Moving on to StreamEncoder.implWrite():

void implWrite(char cbuf[], int off, int len)
    throws IOException
{
    CharBuffer cb = CharBuffer.wrap(cbuf, off, len);

    if (haveLeftoverChar)
        flushLeftoverChar(cb, false);

    while (cb.hasRemaining()) {
        CoderResult cr = encoder.encode(cb, bb, false);
        if (cr.isUnderflow()) {
            assert (cb.remaining() <= 1) : cb.remaining();
            if (cb.remaining() == 1) {
                haveLeftoverChar = true;
                leftoverChar = cb.get();
            }
            break;
        }
        if (cr.isOverflow()) {
            assert bb.position() > 0;
            writeBytes();
            continue;
        }
        cr.throwException();
    }
}

Again this calls another function, writeBytes(). Here’s the implementation:

private void writeBytes() throws IOException {
    bb.flip();
    int lim = bb.limit();
    int pos = bb.position();
    assert (pos <= lim);
    int rem = (pos <= lim ? lim - pos : 0);

    if (rem > 0) {
        if (ch != null) {
            if (ch.write(bb) != rem)

** Records **
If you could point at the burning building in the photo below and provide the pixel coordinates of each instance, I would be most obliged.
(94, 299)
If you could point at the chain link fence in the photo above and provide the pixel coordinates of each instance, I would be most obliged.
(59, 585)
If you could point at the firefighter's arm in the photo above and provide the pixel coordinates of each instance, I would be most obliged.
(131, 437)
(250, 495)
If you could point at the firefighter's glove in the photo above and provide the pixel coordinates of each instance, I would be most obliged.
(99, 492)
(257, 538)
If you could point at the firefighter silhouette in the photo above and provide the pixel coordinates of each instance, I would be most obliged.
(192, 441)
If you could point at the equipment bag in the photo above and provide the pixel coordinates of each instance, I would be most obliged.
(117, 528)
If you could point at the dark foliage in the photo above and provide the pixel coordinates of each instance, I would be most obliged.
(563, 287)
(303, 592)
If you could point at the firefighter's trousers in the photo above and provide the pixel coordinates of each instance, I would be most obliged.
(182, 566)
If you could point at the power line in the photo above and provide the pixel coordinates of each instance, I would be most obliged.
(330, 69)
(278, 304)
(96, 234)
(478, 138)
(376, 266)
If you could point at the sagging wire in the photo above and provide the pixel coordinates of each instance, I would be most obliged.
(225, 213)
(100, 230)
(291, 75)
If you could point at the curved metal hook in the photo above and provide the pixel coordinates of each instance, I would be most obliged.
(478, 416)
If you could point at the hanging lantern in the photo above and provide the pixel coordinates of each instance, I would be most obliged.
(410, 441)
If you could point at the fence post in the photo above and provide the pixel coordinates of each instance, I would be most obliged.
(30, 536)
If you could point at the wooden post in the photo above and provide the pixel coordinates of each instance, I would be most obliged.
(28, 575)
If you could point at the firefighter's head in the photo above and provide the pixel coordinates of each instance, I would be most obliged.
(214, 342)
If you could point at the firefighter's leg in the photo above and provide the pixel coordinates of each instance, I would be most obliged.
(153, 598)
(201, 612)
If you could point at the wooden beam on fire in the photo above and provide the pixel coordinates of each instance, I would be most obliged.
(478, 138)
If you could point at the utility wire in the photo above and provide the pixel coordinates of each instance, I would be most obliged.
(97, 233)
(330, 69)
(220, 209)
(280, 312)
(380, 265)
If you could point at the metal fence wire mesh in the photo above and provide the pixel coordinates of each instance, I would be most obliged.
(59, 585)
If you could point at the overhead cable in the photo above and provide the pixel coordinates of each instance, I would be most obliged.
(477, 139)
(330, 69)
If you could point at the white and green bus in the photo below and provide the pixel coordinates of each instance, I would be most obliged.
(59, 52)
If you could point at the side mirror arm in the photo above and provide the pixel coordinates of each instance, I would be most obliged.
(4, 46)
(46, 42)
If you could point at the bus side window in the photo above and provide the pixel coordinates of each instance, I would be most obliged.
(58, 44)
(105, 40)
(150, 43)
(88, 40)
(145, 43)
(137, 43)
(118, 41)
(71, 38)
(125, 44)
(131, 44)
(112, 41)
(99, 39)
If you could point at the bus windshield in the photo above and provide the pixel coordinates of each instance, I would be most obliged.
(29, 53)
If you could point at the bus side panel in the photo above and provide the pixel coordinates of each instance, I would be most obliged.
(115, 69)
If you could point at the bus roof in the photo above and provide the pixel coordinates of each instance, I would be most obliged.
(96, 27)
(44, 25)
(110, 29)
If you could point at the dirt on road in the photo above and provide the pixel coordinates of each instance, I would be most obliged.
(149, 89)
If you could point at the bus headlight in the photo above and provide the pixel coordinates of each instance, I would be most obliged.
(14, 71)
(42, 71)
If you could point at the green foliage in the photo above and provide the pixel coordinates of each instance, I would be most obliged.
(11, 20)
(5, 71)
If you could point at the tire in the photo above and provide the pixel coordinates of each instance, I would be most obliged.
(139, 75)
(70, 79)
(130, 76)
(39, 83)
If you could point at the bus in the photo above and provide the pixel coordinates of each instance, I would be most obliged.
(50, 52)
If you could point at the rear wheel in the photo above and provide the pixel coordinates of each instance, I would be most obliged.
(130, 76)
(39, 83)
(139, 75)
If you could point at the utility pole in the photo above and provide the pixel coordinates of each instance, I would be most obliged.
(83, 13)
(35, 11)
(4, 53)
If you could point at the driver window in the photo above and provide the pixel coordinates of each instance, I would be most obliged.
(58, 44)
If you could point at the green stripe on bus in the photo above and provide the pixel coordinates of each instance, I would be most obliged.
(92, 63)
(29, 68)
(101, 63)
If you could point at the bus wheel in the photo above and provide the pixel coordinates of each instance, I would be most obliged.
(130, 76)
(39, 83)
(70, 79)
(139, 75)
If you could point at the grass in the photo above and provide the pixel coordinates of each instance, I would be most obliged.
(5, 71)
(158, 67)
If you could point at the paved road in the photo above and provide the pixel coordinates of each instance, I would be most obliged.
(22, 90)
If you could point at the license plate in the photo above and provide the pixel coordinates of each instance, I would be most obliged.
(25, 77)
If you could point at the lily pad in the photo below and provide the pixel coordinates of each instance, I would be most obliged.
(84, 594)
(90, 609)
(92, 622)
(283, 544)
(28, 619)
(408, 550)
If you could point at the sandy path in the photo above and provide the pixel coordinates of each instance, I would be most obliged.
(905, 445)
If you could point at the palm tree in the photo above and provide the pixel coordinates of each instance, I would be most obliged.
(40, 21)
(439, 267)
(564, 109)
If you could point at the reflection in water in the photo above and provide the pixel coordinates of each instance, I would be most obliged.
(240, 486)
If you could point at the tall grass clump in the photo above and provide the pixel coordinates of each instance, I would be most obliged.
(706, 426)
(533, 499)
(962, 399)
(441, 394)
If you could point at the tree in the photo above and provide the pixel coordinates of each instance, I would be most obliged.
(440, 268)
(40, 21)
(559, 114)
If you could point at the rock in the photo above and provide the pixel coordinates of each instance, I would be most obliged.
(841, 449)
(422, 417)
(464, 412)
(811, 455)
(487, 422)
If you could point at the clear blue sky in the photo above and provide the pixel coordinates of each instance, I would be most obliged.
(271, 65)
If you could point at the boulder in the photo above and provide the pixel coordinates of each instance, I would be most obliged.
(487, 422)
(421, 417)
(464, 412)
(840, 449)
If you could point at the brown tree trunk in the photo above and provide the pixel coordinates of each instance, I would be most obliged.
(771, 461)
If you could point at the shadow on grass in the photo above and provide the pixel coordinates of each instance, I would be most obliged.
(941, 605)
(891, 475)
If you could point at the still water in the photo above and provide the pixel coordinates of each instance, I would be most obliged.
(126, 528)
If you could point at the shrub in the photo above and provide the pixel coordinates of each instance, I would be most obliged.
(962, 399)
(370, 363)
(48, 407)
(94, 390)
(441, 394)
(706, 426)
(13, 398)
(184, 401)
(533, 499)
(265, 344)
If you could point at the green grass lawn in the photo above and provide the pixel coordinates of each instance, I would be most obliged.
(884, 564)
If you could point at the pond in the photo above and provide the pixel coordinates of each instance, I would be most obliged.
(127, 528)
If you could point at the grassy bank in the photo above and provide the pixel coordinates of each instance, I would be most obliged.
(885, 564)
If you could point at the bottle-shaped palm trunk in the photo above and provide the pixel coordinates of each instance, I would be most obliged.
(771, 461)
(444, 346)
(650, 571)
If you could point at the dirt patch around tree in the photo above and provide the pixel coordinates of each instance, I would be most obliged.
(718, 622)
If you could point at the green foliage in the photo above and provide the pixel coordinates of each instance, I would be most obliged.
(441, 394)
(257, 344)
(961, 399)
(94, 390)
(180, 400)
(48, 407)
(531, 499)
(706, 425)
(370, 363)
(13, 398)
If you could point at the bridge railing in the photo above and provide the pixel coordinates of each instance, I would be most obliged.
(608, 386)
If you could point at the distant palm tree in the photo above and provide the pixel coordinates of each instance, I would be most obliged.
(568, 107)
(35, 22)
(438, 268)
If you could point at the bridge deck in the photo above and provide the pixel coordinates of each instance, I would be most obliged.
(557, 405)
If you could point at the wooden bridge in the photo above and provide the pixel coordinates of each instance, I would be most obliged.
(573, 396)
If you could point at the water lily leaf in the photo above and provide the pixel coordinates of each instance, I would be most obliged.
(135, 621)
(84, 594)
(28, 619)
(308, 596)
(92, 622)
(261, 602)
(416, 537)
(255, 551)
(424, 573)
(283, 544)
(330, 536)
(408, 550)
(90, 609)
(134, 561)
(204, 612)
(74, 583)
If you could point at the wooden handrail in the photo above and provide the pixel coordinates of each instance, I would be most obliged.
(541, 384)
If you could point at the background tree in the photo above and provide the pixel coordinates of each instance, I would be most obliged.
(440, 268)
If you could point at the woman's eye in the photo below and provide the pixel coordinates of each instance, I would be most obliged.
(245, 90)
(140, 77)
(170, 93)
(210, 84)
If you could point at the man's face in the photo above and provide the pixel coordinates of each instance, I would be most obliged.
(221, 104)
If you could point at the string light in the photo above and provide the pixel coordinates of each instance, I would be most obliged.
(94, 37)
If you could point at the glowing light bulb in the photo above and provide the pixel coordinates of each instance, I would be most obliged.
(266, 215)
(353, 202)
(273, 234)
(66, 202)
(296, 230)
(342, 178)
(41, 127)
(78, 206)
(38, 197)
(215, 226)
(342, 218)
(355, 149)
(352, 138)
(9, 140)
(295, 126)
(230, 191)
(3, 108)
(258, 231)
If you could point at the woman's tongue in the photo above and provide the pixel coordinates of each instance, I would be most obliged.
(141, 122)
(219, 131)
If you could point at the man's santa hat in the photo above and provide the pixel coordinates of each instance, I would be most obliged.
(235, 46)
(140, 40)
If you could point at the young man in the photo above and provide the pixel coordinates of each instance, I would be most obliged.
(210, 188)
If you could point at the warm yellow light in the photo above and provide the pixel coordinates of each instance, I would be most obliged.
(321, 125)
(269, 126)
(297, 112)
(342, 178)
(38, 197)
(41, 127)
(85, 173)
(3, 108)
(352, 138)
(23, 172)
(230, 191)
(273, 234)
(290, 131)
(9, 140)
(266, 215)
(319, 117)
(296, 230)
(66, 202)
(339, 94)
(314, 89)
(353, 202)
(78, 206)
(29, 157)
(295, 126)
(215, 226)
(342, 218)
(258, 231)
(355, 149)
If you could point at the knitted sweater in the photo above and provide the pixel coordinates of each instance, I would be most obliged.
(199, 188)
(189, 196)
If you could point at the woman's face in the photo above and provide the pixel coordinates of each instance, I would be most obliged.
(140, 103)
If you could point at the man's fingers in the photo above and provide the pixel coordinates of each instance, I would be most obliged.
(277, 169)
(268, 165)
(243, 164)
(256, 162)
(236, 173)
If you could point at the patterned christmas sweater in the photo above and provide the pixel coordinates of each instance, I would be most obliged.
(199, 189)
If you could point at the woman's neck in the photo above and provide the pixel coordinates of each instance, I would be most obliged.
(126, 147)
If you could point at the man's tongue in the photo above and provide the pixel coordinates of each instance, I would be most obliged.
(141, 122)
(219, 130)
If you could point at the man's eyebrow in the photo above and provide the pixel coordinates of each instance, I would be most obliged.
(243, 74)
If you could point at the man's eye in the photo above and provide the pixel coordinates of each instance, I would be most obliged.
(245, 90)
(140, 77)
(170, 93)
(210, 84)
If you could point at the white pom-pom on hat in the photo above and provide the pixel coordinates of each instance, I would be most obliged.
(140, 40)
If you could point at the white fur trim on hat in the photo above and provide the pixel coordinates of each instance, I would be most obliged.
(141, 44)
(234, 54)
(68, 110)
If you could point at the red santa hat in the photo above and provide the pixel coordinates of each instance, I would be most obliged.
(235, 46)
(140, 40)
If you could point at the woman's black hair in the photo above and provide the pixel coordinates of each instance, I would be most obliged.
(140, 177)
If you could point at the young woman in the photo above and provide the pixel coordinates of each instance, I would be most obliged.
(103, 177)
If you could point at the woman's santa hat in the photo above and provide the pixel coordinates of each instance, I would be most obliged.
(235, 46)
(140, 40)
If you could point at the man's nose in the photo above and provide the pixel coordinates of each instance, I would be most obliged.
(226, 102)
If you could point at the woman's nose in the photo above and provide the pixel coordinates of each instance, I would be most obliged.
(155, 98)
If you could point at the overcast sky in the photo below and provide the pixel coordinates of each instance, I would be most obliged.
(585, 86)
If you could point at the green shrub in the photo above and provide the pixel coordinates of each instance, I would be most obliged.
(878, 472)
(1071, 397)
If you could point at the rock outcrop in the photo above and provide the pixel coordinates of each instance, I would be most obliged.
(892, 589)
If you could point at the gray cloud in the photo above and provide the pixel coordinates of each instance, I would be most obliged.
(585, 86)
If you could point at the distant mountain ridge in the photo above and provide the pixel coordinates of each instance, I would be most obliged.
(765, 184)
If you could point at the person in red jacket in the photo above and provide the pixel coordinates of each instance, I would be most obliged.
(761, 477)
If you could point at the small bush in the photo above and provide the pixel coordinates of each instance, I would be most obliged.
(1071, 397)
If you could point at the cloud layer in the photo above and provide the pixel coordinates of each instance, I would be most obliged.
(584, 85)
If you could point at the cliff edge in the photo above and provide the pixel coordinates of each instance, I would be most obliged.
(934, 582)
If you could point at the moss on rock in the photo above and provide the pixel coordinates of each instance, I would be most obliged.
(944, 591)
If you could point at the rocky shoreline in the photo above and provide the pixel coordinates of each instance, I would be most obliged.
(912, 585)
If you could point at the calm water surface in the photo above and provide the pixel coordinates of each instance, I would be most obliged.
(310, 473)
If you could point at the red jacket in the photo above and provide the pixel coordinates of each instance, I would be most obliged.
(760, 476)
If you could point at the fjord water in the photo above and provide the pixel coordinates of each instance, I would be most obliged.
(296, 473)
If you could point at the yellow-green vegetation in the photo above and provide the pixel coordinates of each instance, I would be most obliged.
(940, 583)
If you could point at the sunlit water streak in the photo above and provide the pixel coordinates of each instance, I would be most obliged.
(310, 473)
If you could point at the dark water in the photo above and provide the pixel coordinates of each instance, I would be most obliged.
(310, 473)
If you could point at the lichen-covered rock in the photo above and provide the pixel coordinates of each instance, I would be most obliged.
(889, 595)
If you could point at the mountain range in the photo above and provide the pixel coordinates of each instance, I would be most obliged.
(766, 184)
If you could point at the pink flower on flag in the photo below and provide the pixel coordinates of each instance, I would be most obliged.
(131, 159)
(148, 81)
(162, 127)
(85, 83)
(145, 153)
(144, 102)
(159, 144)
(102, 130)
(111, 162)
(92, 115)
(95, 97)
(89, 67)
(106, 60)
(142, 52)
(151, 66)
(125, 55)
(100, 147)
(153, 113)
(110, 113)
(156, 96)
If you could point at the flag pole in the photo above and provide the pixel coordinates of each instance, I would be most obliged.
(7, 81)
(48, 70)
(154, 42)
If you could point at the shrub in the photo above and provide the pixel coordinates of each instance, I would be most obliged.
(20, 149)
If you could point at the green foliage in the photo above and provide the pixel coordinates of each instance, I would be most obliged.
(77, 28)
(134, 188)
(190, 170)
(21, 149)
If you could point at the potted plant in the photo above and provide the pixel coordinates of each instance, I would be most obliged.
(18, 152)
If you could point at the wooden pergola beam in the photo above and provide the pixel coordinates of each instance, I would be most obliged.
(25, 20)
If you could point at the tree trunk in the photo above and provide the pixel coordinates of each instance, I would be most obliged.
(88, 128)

** Required work **
A) In the StreamEncoder walkthrough, what is the first call that writeBytes() makes on bb?
B) Please recast the code block of the StreamEncoder walkthrough that begins "void implWrite(char cbuf[], int off, int len)" as a short list of the steps it performs.
C) Write the rest of the StreamEncoder walkthrough, picking up right after its final line.
The material has no connection to the StreamEncoder walkthrough.

** The responses **
A) It calls bb.flip().

B)
- Wraps the len characters of cbuf starting at off in a CharBuffer, cb.
- If haveLeftoverChar is set, calls flushLeftoverChar(cb, false).
- While cb has characters remaining, encodes them into bb with encoder.encode(cb, bb, false), then:
  - On underflow: asserts that at most one character remains. If exactly one remains, sets haveLeftoverChar to true and stores that character in leftoverChar. Then leaves the loop.
  - On overflow: asserts that bb's position is greater than 0, calls writeBytes(), and continues the loop.
  - On any other result: calls cr.throwException().

C)
                assert false : rem;
        } else {
            out.write(bb.array(), bb.arrayOffset() + pos, rem);
        }
    }
    bb.clear();
}

We’re done with StreamEncoder. This class essentially processes or encodes character streams, but ultimately delegates the task of writing the bytes back to BufferedOutputStream.

Let’s take a look at the code for write() in BufferedOutputStream.java:

public synchronized void write(byte b[], int off, int len) throws IOException {
    if (len >= buf.length) {
        /* If the request length exceeds the size of the output buffer,
           flush the output buffer and then write the data directly.
           In this way buffered streams will cascade harmlessly. */
        flushBuffer();
        out.write(b, off, len);
        return;
    }
    if (len > buf.length - count) {
        flushBuffer();
    }
    System.arraycopy(b, off, buf, count, len);
    count += len;
}

And BufferedOutputStream passes the baton again, this time to FileOutputStream. Remember when we instantiated fdOut as a FileOutputStream? Well, this is it, passed down through dozens of system calls.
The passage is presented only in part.